-- YOUR GOAL --
In every entry below, substitute "Category to label" for "Object class to annotate" wherever it occurs, and reproduce everything else unchanged.

==*==

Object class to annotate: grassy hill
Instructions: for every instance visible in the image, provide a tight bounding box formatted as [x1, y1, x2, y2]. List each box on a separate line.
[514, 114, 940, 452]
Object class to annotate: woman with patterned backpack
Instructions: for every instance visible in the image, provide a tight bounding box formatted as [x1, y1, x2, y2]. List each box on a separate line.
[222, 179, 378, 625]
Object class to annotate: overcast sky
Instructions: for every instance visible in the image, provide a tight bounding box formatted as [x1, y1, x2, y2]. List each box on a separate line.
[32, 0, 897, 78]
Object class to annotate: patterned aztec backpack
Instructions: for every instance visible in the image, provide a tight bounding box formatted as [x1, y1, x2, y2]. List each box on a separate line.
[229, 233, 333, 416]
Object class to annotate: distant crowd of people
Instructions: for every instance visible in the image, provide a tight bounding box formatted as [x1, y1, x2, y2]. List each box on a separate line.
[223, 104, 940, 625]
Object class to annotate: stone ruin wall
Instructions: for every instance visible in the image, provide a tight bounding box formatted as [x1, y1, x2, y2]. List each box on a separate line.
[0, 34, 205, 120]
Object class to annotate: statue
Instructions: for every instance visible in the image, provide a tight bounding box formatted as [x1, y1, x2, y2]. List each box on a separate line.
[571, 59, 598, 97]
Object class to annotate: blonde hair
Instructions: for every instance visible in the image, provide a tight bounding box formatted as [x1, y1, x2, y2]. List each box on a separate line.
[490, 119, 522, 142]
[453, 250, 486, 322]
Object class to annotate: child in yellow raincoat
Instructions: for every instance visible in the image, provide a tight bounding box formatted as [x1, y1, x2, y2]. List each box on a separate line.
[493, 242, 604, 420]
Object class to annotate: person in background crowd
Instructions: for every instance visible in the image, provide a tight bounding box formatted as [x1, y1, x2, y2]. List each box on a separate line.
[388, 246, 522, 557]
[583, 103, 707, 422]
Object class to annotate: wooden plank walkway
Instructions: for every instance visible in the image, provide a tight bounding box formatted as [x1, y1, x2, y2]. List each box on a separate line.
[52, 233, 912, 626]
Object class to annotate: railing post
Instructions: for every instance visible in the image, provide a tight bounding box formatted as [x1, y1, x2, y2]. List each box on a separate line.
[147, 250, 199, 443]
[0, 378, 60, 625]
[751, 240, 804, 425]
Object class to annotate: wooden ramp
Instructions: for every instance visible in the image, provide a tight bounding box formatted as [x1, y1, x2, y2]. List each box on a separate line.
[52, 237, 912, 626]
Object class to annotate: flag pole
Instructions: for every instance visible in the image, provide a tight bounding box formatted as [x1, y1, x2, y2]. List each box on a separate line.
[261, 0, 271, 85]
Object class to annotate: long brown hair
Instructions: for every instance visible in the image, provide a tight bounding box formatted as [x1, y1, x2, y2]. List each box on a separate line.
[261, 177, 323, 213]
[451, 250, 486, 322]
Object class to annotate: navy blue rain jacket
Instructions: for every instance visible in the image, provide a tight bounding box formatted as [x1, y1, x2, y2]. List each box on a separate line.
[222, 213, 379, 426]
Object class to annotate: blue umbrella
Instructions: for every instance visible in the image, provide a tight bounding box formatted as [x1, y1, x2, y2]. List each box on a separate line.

==*==

-- ANSWER FOR THIS EXERCISE --
Category to label: grassy hill
Instructions: for every instance visible in the image, provide a tight bounding box formatted as [x1, y1, x2, y2]. List each box on a separate line.
[514, 114, 940, 452]
Category to label: woman with patterned backpack
Instructions: for every instance visible in the image, provide a tight bounding box formatted as [x1, y1, x2, y2]. List each box on a separate line.
[222, 179, 378, 625]
Category to label: overcast sky
Instructions: for every instance visible in the image, provide a tight bounding box formatted as [x1, y1, x2, y2]. List each box on a separate line.
[32, 0, 897, 78]
Category to label: patterned aztec backpack
Instructions: for every instance visible in the image, provide a tight bounding box formatted as [x1, y1, x2, y2]. List each box on a separate line.
[229, 233, 333, 416]
Category to label: distant crowd of people
Instructions: for every instance visible in the image, provide a tight bounding box formatted as [x1, y1, x2, y2]. List each box on a separate line.
[223, 104, 940, 625]
Category to label: stone ruin wall
Instructions: for every instance visible in the image, provide a tight bounding box formatted as [x1, y1, x2, y2]. List each box on a separate line.
[0, 34, 205, 120]
Category to label: statue
Instructions: for every instance visible in the image, provide a tight bounding box formatted as [x1, y1, x2, y2]. List each box on a separate line.
[571, 59, 598, 97]
Category to label: blonde hair
Instructions: for every instance visible in the image, provide a tight bounding box formatted as [x1, y1, x2, y2]. List each box on a separate line.
[490, 119, 522, 142]
[453, 250, 486, 322]
Category to label: child in yellow raincoat
Instructions: for every instance visible in the image, provide a tight bounding box formatted as [x1, y1, x2, y2]. List each box on a separate line.
[493, 242, 604, 420]
Category to label: person in background crowd
Instructions: for every instance visible in the image, provide a tight bounding box formatted as [x1, y1, x2, y2]. List each box on a separate line.
[388, 246, 522, 557]
[583, 103, 707, 422]
Category to label: wooden plank walkway
Instructions: for every instance visible in the image, provide a tight bounding box formatted as [x1, y1, x2, y2]. List each box on a separate line.
[52, 233, 912, 626]
Category to label: railing post
Instructions: for every instance visible in the image, provide a tight bounding box formatted as [x1, y1, x2, y2]. List each box on a separate line.
[147, 250, 199, 443]
[0, 378, 60, 625]
[751, 240, 804, 425]
Category to label: wooden ramp
Instructions: for every instance visible in the image, provide a tight bounding box formatted as [x1, y1, x2, y2]. List each box on a separate line.
[52, 237, 912, 626]
Category to label: flag pole
Instructions: for every instance visible in the image, provide a tight bounding box formatted as [x1, y1, x2, y2]. List each box on a separate line.
[261, 0, 271, 85]
Category to label: long brown hair
Instructions: for every instance visible in the image, provide a tight bounding box formatted as [x1, y1, x2, y2]. List each box on a separate line.
[261, 177, 323, 213]
[451, 250, 486, 322]
Category to label: navy blue rain jacket
Instructions: for every instance visible in the image, provide a tight bounding box formatted as [x1, y1, x2, y2]. List each box on a separate line.
[222, 213, 379, 426]
Category to label: blue umbrella
Instructions: for every instance visible in the image, provide a tight bounding box formatted as [x1, y1, x2, y2]. List each box on a separate line.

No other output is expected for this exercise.